_Your task:_ Convert the part of the listing below that opens with the line containing "Where can the speckled" and runs through the end of the listing into a Markdown table with the columns "No." and "Text", giving each line its own numbered row and leaving out blank lines.

_Dataset:_

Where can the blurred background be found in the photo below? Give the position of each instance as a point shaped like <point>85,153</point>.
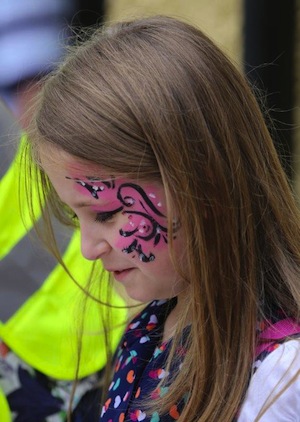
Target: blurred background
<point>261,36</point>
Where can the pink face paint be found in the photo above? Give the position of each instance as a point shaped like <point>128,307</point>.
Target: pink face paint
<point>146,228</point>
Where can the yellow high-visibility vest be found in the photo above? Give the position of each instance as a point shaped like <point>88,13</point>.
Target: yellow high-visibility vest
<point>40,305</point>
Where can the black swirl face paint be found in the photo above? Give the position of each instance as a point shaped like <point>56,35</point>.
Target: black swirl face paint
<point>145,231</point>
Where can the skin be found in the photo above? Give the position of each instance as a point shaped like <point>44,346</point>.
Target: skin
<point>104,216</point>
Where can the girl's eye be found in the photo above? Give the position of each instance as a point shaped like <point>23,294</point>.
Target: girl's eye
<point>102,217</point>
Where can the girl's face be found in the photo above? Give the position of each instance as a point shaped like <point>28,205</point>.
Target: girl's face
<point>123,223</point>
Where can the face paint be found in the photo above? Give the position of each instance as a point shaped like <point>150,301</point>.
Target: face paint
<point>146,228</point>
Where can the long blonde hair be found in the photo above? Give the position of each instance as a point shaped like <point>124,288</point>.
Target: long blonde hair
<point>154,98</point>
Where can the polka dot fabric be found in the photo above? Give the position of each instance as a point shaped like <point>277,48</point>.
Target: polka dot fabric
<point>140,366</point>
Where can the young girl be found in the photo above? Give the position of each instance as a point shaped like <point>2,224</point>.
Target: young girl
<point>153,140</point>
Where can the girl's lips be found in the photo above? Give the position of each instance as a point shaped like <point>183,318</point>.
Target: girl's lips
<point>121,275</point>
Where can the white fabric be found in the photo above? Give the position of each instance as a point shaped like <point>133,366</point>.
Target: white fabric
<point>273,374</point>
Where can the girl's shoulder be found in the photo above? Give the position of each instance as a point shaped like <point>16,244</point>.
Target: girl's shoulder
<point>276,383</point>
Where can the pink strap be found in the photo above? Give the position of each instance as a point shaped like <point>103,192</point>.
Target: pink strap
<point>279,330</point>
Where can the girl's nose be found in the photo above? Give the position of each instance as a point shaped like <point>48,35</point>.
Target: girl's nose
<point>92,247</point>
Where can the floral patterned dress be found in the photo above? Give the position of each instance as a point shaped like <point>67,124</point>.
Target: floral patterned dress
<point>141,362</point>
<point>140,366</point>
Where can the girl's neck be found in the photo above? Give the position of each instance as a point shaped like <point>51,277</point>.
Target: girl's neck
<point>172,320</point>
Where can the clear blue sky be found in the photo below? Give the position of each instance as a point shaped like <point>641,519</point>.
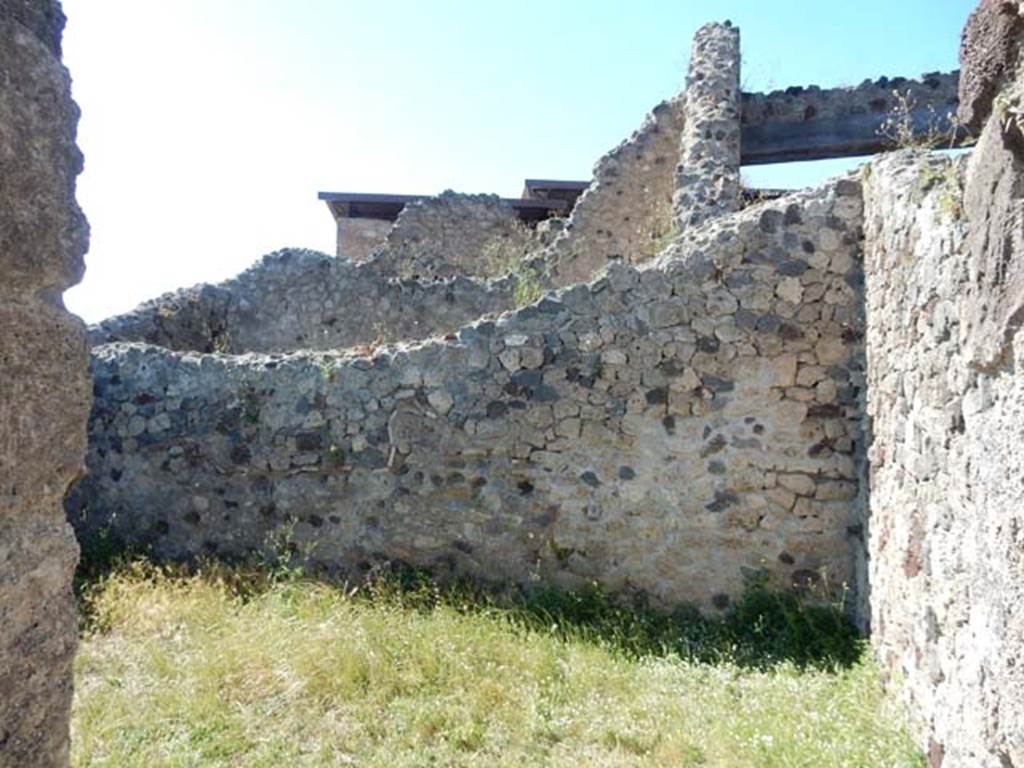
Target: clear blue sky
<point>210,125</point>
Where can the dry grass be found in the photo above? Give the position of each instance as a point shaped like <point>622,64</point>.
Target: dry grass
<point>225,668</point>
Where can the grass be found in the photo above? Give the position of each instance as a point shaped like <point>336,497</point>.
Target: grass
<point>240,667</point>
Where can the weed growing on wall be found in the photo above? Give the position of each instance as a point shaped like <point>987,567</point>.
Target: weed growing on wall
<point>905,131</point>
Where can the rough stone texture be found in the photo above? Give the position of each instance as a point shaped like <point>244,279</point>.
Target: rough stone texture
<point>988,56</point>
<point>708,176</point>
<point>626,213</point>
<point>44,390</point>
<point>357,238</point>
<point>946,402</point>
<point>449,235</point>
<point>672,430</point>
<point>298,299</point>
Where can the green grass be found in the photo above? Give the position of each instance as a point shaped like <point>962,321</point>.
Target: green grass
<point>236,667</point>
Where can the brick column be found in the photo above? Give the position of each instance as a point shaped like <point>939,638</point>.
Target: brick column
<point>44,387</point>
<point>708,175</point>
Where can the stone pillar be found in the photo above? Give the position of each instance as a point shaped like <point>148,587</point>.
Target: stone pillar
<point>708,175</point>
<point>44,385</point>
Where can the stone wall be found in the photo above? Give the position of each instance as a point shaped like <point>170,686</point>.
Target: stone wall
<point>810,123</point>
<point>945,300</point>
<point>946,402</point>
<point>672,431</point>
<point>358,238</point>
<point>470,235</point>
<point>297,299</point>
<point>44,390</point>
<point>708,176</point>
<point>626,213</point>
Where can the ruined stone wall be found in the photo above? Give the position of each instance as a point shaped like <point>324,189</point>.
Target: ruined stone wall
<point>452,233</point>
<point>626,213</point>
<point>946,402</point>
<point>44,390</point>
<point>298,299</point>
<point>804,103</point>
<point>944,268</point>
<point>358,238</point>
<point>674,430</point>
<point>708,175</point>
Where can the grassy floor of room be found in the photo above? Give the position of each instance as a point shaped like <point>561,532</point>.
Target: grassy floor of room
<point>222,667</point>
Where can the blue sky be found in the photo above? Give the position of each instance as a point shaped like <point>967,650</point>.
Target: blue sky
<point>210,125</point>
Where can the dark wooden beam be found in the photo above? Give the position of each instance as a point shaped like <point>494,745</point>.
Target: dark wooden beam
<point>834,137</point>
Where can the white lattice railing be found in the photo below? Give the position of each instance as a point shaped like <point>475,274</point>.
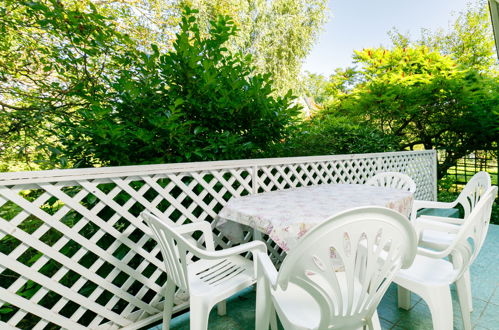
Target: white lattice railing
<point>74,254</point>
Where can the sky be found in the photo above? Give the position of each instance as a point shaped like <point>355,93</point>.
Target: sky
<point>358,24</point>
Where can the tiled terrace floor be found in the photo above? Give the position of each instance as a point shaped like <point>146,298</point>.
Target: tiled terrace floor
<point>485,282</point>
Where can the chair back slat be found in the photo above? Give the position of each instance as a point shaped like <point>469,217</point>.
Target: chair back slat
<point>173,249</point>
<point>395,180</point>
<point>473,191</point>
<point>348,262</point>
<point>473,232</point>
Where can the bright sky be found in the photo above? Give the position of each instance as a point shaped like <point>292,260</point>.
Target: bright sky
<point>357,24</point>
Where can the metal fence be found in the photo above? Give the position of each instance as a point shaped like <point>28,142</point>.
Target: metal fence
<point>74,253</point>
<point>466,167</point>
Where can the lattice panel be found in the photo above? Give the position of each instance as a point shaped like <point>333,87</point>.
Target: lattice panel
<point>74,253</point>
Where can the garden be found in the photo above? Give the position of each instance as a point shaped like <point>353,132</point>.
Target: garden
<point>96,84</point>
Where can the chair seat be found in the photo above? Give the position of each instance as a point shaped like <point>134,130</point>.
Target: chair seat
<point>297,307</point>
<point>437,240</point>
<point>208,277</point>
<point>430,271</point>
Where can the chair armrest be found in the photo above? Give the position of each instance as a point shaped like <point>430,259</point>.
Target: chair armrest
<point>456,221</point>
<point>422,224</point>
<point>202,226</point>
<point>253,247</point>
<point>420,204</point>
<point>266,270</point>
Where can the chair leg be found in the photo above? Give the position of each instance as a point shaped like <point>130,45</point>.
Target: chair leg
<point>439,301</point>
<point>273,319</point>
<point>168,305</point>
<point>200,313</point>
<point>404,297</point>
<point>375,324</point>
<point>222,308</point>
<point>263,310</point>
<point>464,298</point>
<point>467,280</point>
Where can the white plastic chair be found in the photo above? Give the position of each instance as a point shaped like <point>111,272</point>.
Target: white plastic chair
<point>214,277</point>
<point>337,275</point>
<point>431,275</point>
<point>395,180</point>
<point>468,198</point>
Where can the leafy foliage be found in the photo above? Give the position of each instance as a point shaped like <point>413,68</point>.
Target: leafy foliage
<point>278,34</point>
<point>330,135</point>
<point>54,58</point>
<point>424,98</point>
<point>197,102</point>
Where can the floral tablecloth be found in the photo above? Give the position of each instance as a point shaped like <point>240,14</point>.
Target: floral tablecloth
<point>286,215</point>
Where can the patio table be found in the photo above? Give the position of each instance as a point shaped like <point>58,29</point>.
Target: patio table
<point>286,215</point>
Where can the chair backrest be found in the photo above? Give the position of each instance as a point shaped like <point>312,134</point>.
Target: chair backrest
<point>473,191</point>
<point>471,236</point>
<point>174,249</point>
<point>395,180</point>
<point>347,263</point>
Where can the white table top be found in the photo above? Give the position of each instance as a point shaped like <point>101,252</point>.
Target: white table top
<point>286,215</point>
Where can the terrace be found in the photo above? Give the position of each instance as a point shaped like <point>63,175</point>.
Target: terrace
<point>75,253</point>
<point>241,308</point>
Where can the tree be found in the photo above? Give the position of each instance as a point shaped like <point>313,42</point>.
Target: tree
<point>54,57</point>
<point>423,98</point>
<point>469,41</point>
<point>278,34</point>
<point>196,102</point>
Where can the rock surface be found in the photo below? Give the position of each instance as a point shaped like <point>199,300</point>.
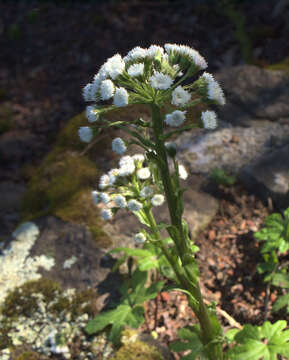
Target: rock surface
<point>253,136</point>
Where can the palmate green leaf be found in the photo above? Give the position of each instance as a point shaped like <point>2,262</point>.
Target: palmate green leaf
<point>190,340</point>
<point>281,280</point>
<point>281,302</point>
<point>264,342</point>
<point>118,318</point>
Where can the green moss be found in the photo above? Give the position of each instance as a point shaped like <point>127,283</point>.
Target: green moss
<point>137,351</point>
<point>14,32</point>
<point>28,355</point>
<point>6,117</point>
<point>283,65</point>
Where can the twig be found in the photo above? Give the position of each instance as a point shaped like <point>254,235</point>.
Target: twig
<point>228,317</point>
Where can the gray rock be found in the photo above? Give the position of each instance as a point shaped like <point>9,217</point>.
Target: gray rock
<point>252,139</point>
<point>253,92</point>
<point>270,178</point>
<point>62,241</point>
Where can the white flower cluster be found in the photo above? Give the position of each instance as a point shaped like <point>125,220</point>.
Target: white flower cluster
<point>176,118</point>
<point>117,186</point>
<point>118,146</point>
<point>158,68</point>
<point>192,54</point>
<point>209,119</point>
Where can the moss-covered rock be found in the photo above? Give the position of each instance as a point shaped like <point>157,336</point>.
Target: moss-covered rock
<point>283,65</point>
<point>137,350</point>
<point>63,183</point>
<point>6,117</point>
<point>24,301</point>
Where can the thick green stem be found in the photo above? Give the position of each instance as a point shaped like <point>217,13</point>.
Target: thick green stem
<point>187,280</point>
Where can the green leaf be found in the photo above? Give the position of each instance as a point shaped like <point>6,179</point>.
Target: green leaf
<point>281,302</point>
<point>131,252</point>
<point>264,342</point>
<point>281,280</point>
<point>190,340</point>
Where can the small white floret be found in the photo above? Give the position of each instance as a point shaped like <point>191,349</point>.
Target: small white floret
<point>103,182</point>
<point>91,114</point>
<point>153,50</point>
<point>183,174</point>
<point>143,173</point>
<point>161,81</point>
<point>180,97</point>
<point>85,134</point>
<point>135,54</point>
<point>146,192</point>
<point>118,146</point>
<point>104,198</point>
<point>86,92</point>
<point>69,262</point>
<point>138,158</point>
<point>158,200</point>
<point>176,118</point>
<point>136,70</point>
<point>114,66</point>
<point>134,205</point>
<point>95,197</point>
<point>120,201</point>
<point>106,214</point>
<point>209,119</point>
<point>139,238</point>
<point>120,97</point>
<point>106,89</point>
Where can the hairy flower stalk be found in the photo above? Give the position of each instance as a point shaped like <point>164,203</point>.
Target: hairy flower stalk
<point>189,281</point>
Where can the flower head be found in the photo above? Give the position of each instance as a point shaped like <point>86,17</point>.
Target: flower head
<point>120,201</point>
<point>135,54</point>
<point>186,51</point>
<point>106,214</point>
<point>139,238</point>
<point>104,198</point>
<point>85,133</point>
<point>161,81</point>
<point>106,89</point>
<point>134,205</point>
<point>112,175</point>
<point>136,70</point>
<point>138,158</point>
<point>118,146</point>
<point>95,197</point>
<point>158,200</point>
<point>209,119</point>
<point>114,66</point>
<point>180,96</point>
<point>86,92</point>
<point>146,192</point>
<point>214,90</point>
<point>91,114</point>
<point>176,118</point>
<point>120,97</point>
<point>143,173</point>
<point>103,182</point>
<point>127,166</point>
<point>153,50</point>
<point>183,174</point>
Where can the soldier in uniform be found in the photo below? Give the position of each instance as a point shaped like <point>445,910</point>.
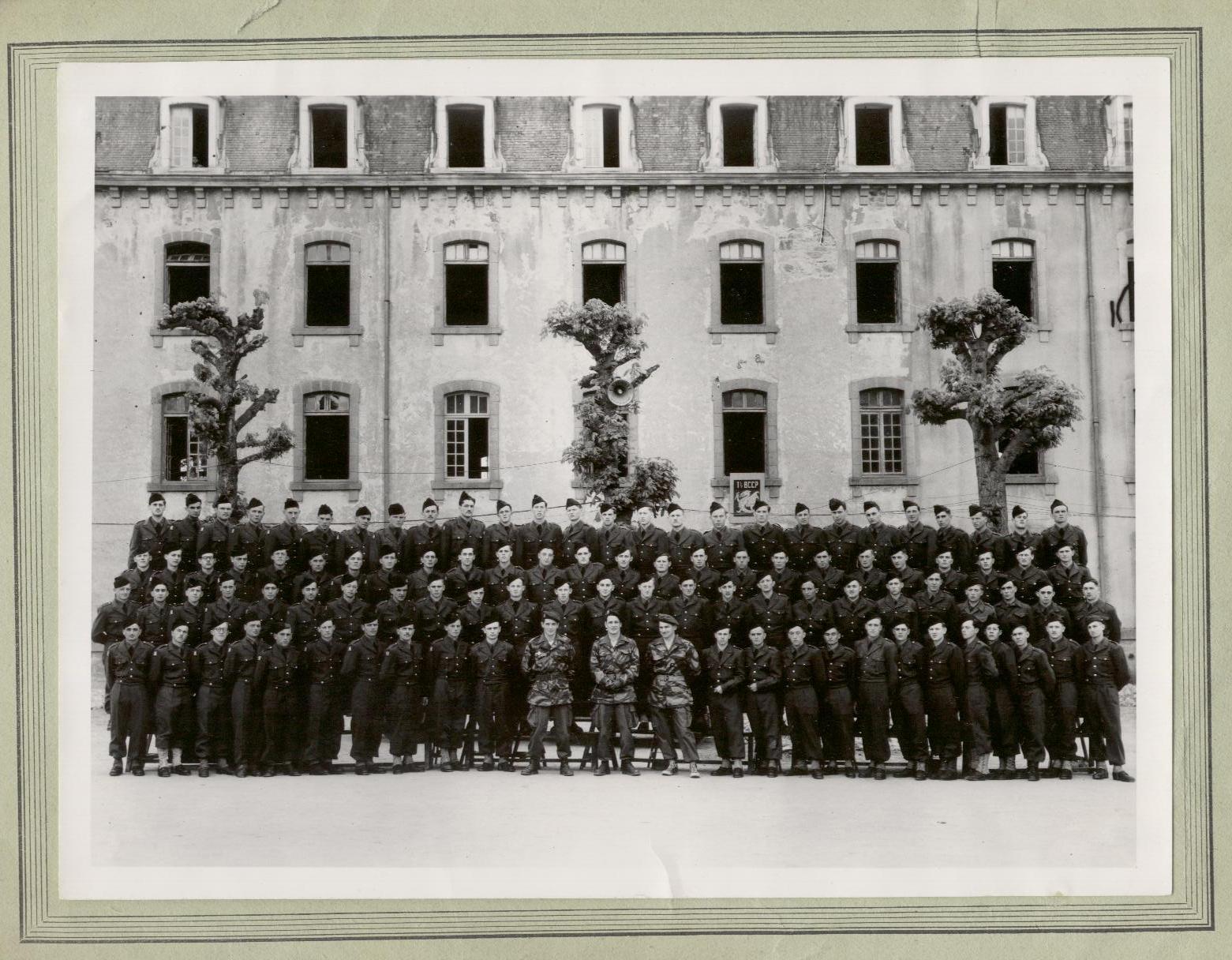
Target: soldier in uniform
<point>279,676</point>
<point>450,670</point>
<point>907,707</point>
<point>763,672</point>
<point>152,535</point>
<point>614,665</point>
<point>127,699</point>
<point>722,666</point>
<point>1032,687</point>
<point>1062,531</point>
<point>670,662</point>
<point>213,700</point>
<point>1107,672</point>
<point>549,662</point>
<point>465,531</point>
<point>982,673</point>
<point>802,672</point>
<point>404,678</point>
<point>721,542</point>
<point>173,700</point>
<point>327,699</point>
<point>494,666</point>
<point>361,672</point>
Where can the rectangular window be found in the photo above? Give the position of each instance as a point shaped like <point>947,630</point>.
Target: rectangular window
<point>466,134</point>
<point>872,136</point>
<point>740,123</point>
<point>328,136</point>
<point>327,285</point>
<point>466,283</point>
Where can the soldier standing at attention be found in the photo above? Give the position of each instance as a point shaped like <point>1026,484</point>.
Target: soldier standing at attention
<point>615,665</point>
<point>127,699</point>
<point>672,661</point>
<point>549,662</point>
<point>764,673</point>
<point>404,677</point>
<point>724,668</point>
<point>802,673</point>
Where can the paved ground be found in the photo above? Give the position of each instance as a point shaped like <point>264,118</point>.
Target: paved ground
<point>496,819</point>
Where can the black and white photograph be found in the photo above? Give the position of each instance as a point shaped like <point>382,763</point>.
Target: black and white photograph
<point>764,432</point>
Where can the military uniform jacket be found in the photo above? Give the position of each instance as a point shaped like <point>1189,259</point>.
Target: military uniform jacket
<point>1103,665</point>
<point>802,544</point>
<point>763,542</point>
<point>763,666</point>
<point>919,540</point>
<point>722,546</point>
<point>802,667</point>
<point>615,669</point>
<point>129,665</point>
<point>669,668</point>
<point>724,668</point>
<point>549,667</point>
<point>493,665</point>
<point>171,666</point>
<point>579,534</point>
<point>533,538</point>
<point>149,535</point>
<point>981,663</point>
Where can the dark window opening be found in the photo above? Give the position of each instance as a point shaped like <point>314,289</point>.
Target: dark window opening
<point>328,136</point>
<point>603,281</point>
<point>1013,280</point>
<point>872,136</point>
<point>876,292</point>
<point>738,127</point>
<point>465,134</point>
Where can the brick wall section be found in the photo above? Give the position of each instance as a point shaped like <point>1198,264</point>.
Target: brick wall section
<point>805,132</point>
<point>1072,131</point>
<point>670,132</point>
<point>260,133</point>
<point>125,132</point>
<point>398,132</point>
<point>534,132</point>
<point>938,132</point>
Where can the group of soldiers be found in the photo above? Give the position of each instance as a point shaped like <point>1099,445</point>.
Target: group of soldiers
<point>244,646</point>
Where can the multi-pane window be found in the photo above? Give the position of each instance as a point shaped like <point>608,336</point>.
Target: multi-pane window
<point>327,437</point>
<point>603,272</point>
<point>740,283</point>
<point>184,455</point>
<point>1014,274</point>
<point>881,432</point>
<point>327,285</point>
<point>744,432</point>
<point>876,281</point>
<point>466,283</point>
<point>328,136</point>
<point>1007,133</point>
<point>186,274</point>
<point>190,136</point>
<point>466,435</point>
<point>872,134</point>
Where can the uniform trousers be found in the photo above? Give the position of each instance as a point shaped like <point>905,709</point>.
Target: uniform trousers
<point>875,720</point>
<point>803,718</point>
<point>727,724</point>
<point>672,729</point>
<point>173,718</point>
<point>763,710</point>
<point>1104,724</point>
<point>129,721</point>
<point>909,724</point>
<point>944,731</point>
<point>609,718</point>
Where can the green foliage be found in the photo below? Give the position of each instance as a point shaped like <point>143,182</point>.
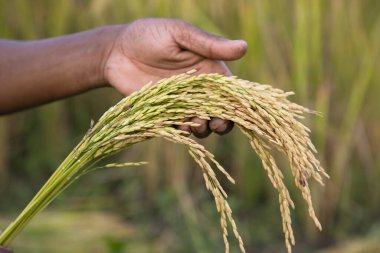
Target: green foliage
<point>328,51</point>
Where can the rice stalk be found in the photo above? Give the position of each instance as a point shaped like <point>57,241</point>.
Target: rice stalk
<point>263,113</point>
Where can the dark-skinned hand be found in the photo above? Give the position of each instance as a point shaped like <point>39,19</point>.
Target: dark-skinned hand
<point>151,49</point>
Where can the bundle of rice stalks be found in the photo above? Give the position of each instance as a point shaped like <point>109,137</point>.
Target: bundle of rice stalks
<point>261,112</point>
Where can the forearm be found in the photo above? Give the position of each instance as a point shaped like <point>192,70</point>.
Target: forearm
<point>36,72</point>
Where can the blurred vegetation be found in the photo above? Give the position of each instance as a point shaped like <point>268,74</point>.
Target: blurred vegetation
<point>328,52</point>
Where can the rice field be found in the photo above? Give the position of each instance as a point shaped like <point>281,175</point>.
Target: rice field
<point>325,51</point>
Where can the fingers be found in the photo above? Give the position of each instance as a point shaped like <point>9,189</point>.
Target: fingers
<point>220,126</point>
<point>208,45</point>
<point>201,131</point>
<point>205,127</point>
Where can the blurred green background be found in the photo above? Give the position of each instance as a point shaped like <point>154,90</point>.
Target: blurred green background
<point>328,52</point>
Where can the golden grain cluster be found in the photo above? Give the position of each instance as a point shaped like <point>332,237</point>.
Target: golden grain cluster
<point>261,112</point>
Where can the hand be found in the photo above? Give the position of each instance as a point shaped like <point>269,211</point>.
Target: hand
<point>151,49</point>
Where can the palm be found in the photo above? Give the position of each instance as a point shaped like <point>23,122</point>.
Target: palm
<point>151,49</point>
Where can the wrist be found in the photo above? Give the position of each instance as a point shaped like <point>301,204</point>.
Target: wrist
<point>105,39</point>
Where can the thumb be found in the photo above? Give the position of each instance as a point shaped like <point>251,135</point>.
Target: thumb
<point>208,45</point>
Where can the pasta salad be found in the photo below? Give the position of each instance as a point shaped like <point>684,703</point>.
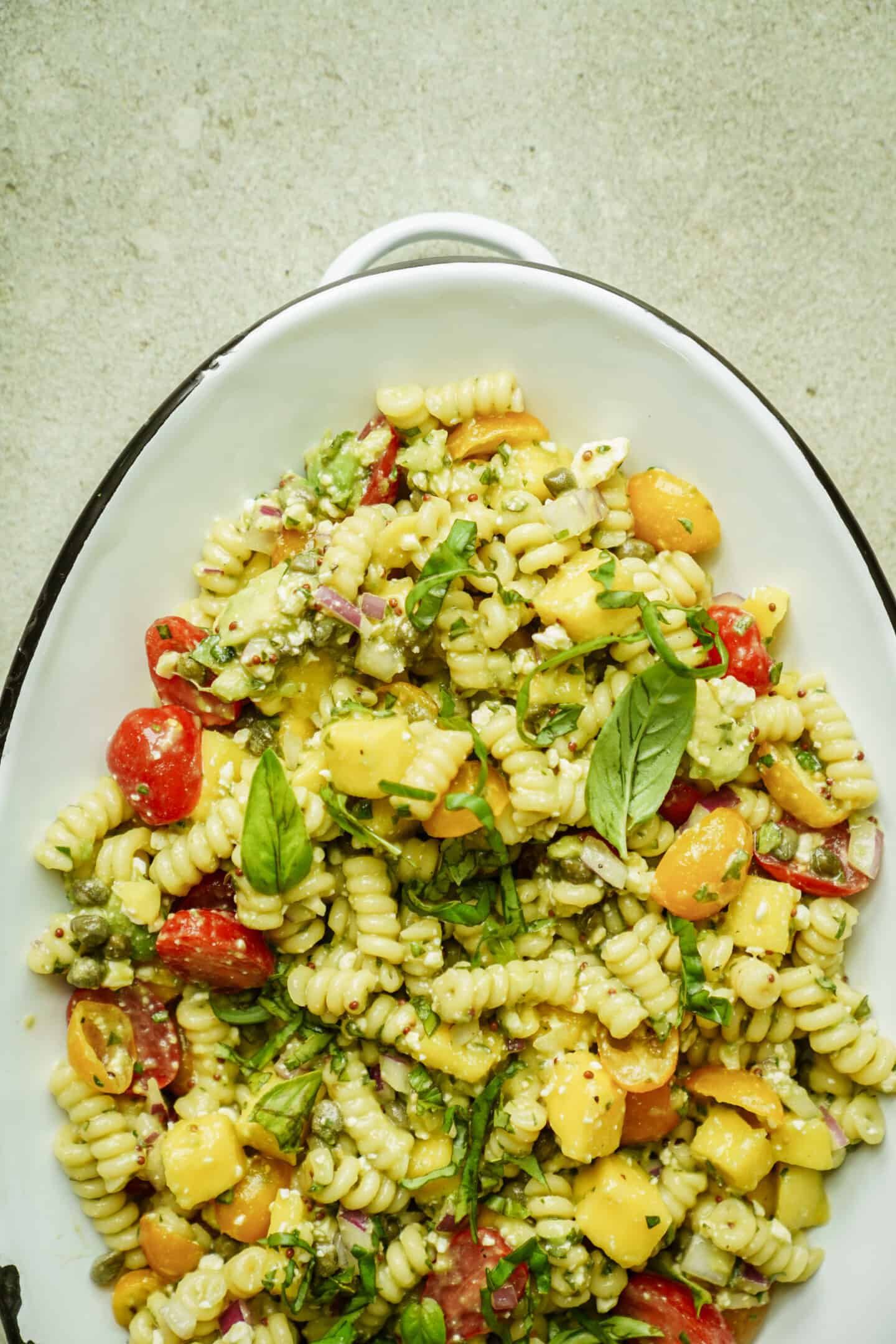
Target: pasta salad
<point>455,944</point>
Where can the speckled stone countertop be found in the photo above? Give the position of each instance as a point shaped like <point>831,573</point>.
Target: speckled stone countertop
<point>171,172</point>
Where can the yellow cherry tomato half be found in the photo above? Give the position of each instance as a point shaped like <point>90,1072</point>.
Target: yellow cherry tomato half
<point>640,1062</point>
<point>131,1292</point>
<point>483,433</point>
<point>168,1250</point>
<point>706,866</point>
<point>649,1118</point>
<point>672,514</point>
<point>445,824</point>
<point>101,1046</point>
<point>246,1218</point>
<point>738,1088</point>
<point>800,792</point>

_The reply:_
| No. | Text |
|---|---|
| 1 | Where can the speckled stone countertop be found in the photo above? Give the position of each instance as a point shaped like <point>831,573</point>. |
| 2 | Target: speckled stone countertop |
| 3 | <point>171,172</point> |
| 4 | Where can the yellow cherry tomato half be found in the photo above? Give the position of each instance as a point shaped like <point>90,1072</point>. |
| 5 | Target: yellow cherry tomato half |
| 6 | <point>640,1062</point> |
| 7 | <point>131,1292</point> |
| 8 | <point>483,433</point> |
| 9 | <point>168,1250</point> |
| 10 | <point>706,866</point> |
| 11 | <point>649,1118</point> |
| 12 | <point>672,514</point> |
| 13 | <point>445,824</point> |
| 14 | <point>101,1046</point> |
| 15 | <point>246,1218</point> |
| 16 | <point>738,1088</point> |
| 17 | <point>800,792</point> |